- Request:
Copy out every item below, changing "one pair per line" to "one pair on each line" each time it appears and keeping everything else the same.

- Dataset content:
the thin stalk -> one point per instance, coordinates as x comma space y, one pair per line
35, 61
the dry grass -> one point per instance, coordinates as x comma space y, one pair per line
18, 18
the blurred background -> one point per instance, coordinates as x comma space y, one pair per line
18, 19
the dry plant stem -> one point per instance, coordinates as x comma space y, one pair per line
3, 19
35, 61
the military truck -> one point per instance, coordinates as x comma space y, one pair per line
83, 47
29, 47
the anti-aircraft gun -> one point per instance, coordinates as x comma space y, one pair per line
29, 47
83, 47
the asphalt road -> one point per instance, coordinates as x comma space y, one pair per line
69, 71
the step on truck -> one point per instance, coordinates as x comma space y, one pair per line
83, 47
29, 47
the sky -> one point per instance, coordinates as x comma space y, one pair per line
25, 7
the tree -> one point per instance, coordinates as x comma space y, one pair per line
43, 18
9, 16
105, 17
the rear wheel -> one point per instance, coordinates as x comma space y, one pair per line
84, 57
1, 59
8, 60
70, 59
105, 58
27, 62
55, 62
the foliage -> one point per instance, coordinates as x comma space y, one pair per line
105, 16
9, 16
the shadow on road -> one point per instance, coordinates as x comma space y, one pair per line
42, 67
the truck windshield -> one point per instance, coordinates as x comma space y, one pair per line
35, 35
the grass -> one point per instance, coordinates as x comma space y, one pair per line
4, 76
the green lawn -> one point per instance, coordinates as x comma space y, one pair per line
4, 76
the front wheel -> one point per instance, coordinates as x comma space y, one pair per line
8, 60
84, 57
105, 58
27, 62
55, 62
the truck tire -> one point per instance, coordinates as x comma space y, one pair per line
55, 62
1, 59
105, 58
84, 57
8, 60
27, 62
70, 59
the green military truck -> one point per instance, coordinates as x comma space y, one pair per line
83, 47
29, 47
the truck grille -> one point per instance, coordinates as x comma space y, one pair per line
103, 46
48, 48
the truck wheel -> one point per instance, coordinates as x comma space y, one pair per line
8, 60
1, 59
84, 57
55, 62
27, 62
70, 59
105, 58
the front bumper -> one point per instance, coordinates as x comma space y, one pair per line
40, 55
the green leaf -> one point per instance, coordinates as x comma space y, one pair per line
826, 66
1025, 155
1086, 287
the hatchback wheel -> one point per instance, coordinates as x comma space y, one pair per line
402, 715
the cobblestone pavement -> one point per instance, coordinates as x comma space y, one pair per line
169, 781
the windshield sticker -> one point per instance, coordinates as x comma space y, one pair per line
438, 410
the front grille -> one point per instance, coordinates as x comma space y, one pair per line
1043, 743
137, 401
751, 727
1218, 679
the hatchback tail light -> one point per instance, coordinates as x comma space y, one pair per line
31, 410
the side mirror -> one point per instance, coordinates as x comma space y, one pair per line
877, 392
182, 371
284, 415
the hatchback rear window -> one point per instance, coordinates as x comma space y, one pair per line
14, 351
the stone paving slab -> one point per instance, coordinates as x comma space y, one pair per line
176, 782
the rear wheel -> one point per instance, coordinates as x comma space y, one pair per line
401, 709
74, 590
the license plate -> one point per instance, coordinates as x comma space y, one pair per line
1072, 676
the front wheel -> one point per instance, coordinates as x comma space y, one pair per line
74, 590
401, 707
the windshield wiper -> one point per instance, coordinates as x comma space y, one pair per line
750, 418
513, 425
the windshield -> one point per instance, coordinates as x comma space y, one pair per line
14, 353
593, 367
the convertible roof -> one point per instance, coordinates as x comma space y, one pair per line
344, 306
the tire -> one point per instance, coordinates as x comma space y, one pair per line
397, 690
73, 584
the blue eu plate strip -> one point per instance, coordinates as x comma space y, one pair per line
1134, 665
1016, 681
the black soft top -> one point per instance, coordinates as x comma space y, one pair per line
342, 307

- Final result:
the thin stalk -> one point per instance, coordinates as x comma space y, one pair on each line
35, 61
the dry grass -> one point per instance, coordinates as x comma space y, one pair on each line
18, 18
the blurred background -> one point per instance, coordinates as x comma space y, one pair on each line
18, 19
the dry plant stem -> one point per instance, coordinates as x comma space y, one pair on each line
3, 19
35, 61
the military truck -> one point per instance, coordinates as x comma space y, one pair on each line
83, 47
29, 47
the anti-aircraft gun -> one point per instance, coordinates as x comma space y, one pair on each line
29, 47
83, 47
the asphalt road -> one point per instance, coordinates as x comma space y, one pair on each line
69, 71
the step on truck -> one point per instance, coordinates as x comma space y, one pair on each line
83, 47
29, 47
the sky -> one point per instance, coordinates as x comma space y, one pair on each line
25, 7
the tree -> one point per instance, coordinates as x comma space y, one pair on each line
43, 18
9, 16
105, 17
the rear wheel -> one point per instance, coordinates as x comma space y, one pair on each line
84, 57
1, 59
8, 60
70, 59
105, 58
27, 62
55, 62
the foliage -> one point per instance, coordinates as x comma space y, one pair on each line
105, 16
9, 16
the shadow on road -> one point per instance, coordinates as x comma space y, one pair on each line
42, 67
the truck windshield -> one point per instance, coordinates as x comma space y, one pair on each line
35, 35
the grass -> one point per instance, coordinates as x comma space y, one pair on each line
4, 76
the green lawn -> one point per instance, coordinates as x comma space y, one pair on each line
4, 76
the front wheel -> one point per instance, coordinates as x comma space y, one pair on each line
8, 60
84, 57
105, 58
27, 62
55, 62
the truck tire -> one point per instance, coordinates as x comma space y, one pair on each line
55, 62
1, 59
105, 58
84, 57
8, 60
27, 62
70, 59
the green military truck -> one point per instance, coordinates as x comma space y, one pair on each line
83, 47
29, 47
the truck grille -> one point per instance, coordinates as x comma space y, one pair on each line
103, 46
48, 48
the truck wheel -> one point per instance, coordinates as x comma space y, one pair on each line
8, 60
1, 59
84, 57
55, 62
27, 62
70, 59
105, 58
the front bumper -> one point per instance, coordinates as x comma space y, one pair on each line
40, 55
the green leaf -> one point per instance, coordinates as x comma space y, one pair on each line
826, 66
1025, 155
1086, 287
the hatchback wheel -> one point per instance, coordinates as x comma space y, one pair on each line
402, 715
the cobblestone pavement -> one point per instance, coordinates as x comma space y, one pair on each line
169, 781
the windshield sticker -> one point per instance, coordinates as x comma space y, one pair on each line
438, 410
the front grille -> one point per instance, coordinates as x comma space y, one pair on each line
1043, 743
137, 401
751, 727
1218, 679
the hatchback tail light -> one point per instance, coordinates as x comma space y, one pair on each line
31, 410
the side mirror -> one point per instance, coordinates as x comma space y, one pair on each line
877, 392
182, 371
284, 415
the hatchback rear window -> one point per instance, coordinates as x comma space y, one pair on each line
14, 351
the stone paving slab -> one point per instance, coordinates as x comma space y, one pair on each line
176, 782
the rear wheel -> one point per instance, coordinates as x comma space y, one pair on each line
401, 709
74, 590
the license plate -> one point per instance, coordinates as x comma space y, one pair on each line
1072, 676
the front wheel -> one point per instance, coordinates as x comma space y, one pair on each line
74, 590
401, 707
the windshield wiper -> one point per instance, coordinates as x comma space y, one pair on each line
750, 418
513, 425
the windshield -> one point per instance, coordinates as x comma space y, one pair on each line
14, 353
593, 367
the convertible roof -> one point per instance, coordinates as x comma space y, one pair on each line
344, 306
the tire -> one point per instance, coordinates as x comma space y, one pair on each line
397, 690
73, 584
the blue eu plate strip -> one point per instance, coordinates as x comma space y, one pair on each line
1134, 665
1016, 681
the black soft top -> one point per instance, coordinates as x comma space y, one pair on each line
342, 307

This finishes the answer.